*** EXTRAIT DU DOCUMENT

Le rassemblement de la droite est mis à mal. Suite au second tour des élections législatives, et à l'initiative de certains cadres LR, un groupe LR "macron compatible" pourrait être amené à voir le jour à l'Assemblée.

Atlantico : Dans le cadre de cette scission, un député aurait confié au journal le Monde "Ils installent un clivage en se décrivant comme les intelligents contre les gros beaufs qui s’opposent. Forcément, ils énervent beaucoup de monde". Alors que la coexistence de deux droites, au moins, peut être considérée comme un phénomène structurel, comment expliquer​, désormais, cette rupture ?​ Quelles sont les modifications, les changements, qui permettent une telle rupture ?

Maxime Tandonnet : Cette rupture s'explique par le contexte politique: en apparence, le rejet des partis traditionnels qui se sont succédé au pouvoir et la réussite électorale hors du commun  d'Emmanuel Macron. Toutes les catégories traditionnelles de la politique française ont été désintégrées, notamment la clivage droite gauche. Une partie de la droite, les constructifs, a choisi de jouer pleinement le jeu de l'entrée de la politique française dans une ère nouvelle. Ils se sentent donc à l'avant garde, plus modernes et plus intelligents que ceux qui sont demeurés dans "l'ancien système" considérés au fond comme des réactionnaires qui n'ont pas pris le train "en marche". Les autres, la majorité de la droite, parient sur les difficultés à venir du nouveau pouvoir et demeurent dans une logique d'alternance à venir. Ce sont deux visions antagonistes de l'avenir politique du pays sur le quinquennat à venir et deux analyses divergentes du phénomène En Marche: une transformation profonde et durable pour les uns, une grande illusion, une recomposition en trompe-l’œil, sans doute vouée à l'échec, pour les autres.   

En en est on réellement arrivé à un stade de "deux droites irréconciliables" d'un point de vue idéologique, ou faut il plus y voir une accumulation de logiques personnelles ? Quels sont les précédents sous la Ve République ?

******

- TRAVAIL À RÉALISER
a. Traduisez en anglais cette phrase de l'extrait sur la scission de la droite : « Les autres, la majorité de la droite, parient sur les difficultés à venir du nouveau pouvoir et demeurent dans une logique d'alternance à venir. »
b. Reprenez l'extrait sur la scission de la droite à la suite de sa dernière phrase et poursuivez-le.
Les items qui suivent n'ont aucun rapport avec l'extrait sur la scission de la droite.

*** JEU DE DONNÉES

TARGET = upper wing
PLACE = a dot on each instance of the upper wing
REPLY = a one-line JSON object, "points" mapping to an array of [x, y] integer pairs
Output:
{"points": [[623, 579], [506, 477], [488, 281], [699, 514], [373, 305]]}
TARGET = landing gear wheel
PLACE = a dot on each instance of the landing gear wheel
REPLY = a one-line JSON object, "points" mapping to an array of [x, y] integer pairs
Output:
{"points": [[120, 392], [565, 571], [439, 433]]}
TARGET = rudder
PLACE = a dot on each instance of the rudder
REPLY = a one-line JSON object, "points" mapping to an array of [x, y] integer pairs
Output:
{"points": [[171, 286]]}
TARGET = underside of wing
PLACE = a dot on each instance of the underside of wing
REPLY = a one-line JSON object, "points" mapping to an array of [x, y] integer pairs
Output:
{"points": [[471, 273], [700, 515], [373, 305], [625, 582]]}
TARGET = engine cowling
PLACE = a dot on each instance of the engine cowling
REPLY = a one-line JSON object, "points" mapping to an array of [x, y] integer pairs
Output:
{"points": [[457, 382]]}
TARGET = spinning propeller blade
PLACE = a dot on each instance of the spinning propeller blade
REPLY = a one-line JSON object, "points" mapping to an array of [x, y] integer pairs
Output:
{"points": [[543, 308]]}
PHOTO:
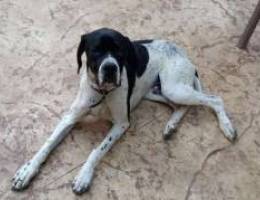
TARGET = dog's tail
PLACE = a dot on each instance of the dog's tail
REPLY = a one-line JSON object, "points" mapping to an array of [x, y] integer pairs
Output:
{"points": [[197, 84]]}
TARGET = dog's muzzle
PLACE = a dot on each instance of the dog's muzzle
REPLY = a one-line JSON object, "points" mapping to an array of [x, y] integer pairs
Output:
{"points": [[109, 74]]}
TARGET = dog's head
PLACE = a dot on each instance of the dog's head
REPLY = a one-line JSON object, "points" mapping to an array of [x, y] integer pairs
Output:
{"points": [[107, 52]]}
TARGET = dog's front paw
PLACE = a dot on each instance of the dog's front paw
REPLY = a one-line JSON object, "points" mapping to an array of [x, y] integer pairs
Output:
{"points": [[82, 182], [169, 130], [24, 175], [227, 128], [229, 132]]}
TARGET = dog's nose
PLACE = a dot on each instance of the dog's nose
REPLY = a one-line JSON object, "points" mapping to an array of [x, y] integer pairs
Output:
{"points": [[110, 71]]}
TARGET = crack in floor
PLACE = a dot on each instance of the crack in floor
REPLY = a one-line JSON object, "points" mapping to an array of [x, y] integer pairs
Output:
{"points": [[214, 152]]}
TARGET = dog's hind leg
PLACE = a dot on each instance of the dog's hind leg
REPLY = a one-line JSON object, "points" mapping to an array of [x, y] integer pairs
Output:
{"points": [[184, 94], [178, 114], [174, 121], [85, 99], [157, 98]]}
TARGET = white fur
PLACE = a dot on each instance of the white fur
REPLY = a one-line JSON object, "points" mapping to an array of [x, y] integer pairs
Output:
{"points": [[177, 75]]}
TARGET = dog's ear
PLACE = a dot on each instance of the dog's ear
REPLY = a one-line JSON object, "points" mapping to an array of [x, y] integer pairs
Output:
{"points": [[130, 52], [81, 48]]}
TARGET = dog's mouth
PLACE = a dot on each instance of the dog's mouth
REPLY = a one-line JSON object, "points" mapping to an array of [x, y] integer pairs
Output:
{"points": [[105, 88]]}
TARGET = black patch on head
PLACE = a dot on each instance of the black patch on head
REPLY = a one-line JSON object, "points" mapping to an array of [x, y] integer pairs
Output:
{"points": [[196, 74], [142, 41], [133, 55]]}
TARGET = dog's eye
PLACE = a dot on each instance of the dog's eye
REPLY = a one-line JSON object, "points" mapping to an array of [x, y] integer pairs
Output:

******

- RÉPONSES ATTENDUES
a. The others, the majority of the right, are betting on the difficulties that lie ahead for the new government and remain within a logic of a future alternation in power.

b.
Je ne suis pas certain que la rupture en cours soit l'expression des vieux clivages à droite, notamment chiraquiens contre balladuriens/sarkozystes. Ainsi, dans l'avant garde supposée se trouvent des sarkozystes, alors que Mme Pécresse ou M. Baroin, qui n'ont pas cédé aux sirènes d'En Marche sont plutôt chiraquiens. De même, la cassure ne recouvre pas forcément la divergence idéologique traditionnelle entre le RPR souverainiste (ligne Pasqua/Séguin) et l'UDF européiste. Décidément, on est beaucoup plus dans des logiques de calculs individuels et carriéristes. Un précédent sous la Ve République vient aisément à l'esprit. En 1974, l'UDR – le mouvement gaulliste – soutenait Jacques Chaban Delmas, ex Premier ministre de Georges Pompidou. Une partie de cette formation, sous l'impulsion de Jacques Chirac, fit scission et se rallia à Valéry Giscard d'Estaing, centriste libéral, qui incarnait la modernité, le renouveau, le changement, provoquant ou facilitant la victoire de ce dernier. Là aussi, plus que l'idéologie, les calculs personnels l'emportaient. Jacques Chirac fut Premier ministre pendant deux ans. Puis les choses ont mal tourné. Il est entré, avec son RPR (l'ex UDR) dans une logique de fronde contre VGE et il a fortement contribué à l'échec de ce dernier lors de sa seconde candidature en 1981 contre François Mitterrand.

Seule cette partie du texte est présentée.